** start Selected excerpt **

# Newbie here: Anyone hear of www.nationwidemsi.com



## NeverWinterProperties (Feb 17, 2014)

My husband and I have decided to do something crazy and we have entered into this side of the business. Previously I was a cubicle monkey for 7 1/2 years for two of the largest Nationals. Insanity? I know, but what the heck, right? You only live once. Anyway, I am trying to find people to work for and I came across these people on my Linked In account. Anyone know of them? Work for them? I am getting a shady vibe on these folks. So, was just wondering. Thanks! This site and these forums have been invaluable for us and you guys are awesome! 

Company address is: www.nationwidemsi.com


----------



## GTX63 (Apr 12, 2012)

Hard to say much from the website. It is a standard wordpress type site that someone with basic IT skills can build. Not a lot of specifics. I'm a little curious how they are "Certifying" people to become inspectors. I doubt whatever credentials you gain thru them will be valid with anyone else and probably will cost you all the same.
Be aware the inspections mentioned were door knocks, a little more hazardous than the drive by and vacant interior inspection sort. Commercial and Title 1 collections seem to be one of their suits. If you really want to branch into this area, go as far as you can without spending money and see where it leads.


----------



## PropPresPro (Apr 12, 2012)

NeverWinterProperties said:


> . . .you guys are awesome!. . .


Oh, thank you. 

BTW, I have never heard of nationwidemsi before either.


----------



## Craigslist Hack (Jun 14, 2012)

I've heard of MSI but not this Nationwidemsi ?

Remember new coke?


----------



## PropPresPro (Apr 12, 2012)

Craigslist Hack said:


> I've heard of MSI but not this Nationwidemsi ?
> 
> Remember new coke?


 
Could be, but looking at their website and their full name that the initials come from, I doubt it.


----------



## NeverWinterProperties (Feb 17, 2014)

Thank you guys once again. I think I am going to avoid them for now. We are too new to the business to have the "extra" cash flow to waste in this area. And, ya, good point GTX63, I don't feel like getting my head shot off because of people thinking I am the repo man! LOL


----------



## Craigslist Hack (Jun 14, 2012)

PropPresPro said:


> Could be, but looking at their website and their full name that the initials come from, I doubt it.


I don't think it is. I suspect they are one of the thousands that will pop up for a 3-5 year run at our industry before they implode.


----------



## GTX63 (Apr 12, 2012)

The rate for occupancy and basic interior inspections range from $3 to $10 from most of the nationals. Even with those, it isn't uncommon to have the homeowner come across the hood of your car, chase after you or otherwise put you in harms way. A good friend that used to work for me was doing door knock inspections for some collection companies, Harley Davidson, etc. For $15, he was supposed to knock on the door, identify himself to the homeowner, deliver paperwork to them, call the lender in their presence and then hand their own cellphone to the homeowner to discuss their situation right there. People in the middle of divorces, drug issues, gambling debts, etc who just are not in a good place in their life, and you are there on the doorstep for $15. At least the sheriff has a weapon and a badge.


----------



## PropPresPro (Apr 12, 2012)

** end Selected excerpt **
** start Extracted entries **

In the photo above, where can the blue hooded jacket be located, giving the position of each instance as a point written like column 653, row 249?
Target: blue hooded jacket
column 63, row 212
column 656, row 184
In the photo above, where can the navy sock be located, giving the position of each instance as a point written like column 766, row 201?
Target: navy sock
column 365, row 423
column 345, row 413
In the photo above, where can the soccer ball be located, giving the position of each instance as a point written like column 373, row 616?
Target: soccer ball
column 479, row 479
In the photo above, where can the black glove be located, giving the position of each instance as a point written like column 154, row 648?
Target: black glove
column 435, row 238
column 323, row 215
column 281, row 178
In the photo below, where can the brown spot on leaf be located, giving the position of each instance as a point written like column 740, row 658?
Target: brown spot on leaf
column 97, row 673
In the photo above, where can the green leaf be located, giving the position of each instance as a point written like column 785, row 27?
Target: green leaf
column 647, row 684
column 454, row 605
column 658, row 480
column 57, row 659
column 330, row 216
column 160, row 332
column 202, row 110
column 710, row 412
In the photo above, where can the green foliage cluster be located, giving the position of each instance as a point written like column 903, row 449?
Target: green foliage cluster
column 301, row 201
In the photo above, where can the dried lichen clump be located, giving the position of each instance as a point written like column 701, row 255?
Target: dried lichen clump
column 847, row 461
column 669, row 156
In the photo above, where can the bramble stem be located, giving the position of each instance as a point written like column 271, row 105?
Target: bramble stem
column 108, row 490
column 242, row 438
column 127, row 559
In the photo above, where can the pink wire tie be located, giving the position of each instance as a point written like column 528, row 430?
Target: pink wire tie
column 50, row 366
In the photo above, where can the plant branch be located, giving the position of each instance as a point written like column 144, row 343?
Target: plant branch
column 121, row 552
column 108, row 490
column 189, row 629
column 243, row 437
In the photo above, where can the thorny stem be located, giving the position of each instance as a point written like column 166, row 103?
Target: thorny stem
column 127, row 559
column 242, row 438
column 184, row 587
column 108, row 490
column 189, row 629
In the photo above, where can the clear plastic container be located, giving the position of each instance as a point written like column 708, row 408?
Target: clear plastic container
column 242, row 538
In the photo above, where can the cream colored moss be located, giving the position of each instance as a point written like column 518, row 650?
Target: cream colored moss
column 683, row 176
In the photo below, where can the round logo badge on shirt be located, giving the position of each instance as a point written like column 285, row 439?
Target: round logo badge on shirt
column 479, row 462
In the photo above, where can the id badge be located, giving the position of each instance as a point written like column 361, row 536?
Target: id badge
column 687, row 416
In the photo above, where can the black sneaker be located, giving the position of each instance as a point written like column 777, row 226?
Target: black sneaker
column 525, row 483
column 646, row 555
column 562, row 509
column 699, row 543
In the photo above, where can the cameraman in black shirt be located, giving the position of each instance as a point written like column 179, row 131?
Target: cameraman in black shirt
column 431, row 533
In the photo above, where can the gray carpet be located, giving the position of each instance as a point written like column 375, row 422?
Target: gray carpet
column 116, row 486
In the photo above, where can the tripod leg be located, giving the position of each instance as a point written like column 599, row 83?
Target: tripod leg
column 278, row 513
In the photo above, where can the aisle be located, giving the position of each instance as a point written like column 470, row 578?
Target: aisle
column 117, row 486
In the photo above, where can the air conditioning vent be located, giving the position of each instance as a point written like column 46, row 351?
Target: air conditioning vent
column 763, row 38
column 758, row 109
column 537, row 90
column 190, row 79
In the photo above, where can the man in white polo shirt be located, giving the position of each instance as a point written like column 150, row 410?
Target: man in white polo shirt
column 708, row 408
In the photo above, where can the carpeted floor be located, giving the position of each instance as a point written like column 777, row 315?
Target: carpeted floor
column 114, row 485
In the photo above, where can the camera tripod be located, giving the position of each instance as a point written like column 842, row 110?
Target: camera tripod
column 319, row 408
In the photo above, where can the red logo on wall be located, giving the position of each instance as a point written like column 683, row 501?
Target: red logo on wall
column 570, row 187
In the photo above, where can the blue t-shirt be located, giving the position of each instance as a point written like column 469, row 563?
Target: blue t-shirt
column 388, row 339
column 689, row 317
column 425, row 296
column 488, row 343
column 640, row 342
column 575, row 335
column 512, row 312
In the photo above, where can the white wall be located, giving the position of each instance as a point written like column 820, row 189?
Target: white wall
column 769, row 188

** end Extracted entries **

**What you need to do**
1. Answer these questions about the forum thread on nationwidemsi:
(a) For how long did NeverWinterProperties work as a cubicle monkey?
(b) Where did NeverWinterProperties come across the company?
(c) How much was GTX63's friend paid for each door knock inspection?
2. From the forum thread on nationwidemsi, copy out the passage starting with "Company address is: www.nationwidemsi.com" and going on through "all the same.".
3. In the forum thread on nationwidemsi, why does NeverWinterProperties decide to avoid the company for now? Answer in one to three sentences.

**Answer list**
1.
(a) 7 1/2 years
(b) On their Linked In account
(c) $15

2.
Company address is: www.nationwidemsi.com


----------



## GTX63 (Apr 12, 2012)

Hard to say much from the website. It is a standard wordpress type site that someone with basic IT skills can build. Not a lot of specifics. I'm a little curious how they are "Certifying" people to become inspectors. I doubt whatever credentials you gain thru them will be valid with anyone else and probably will cost you all the same.

3. NeverWinterProperties is too new to the business to have the "extra" cash flow to waste in this area. GTX63 also pointed out that door knock inspections are hazardous, and NeverWinterProperties doesn't want to get shot by people who think the inspector is the repo man.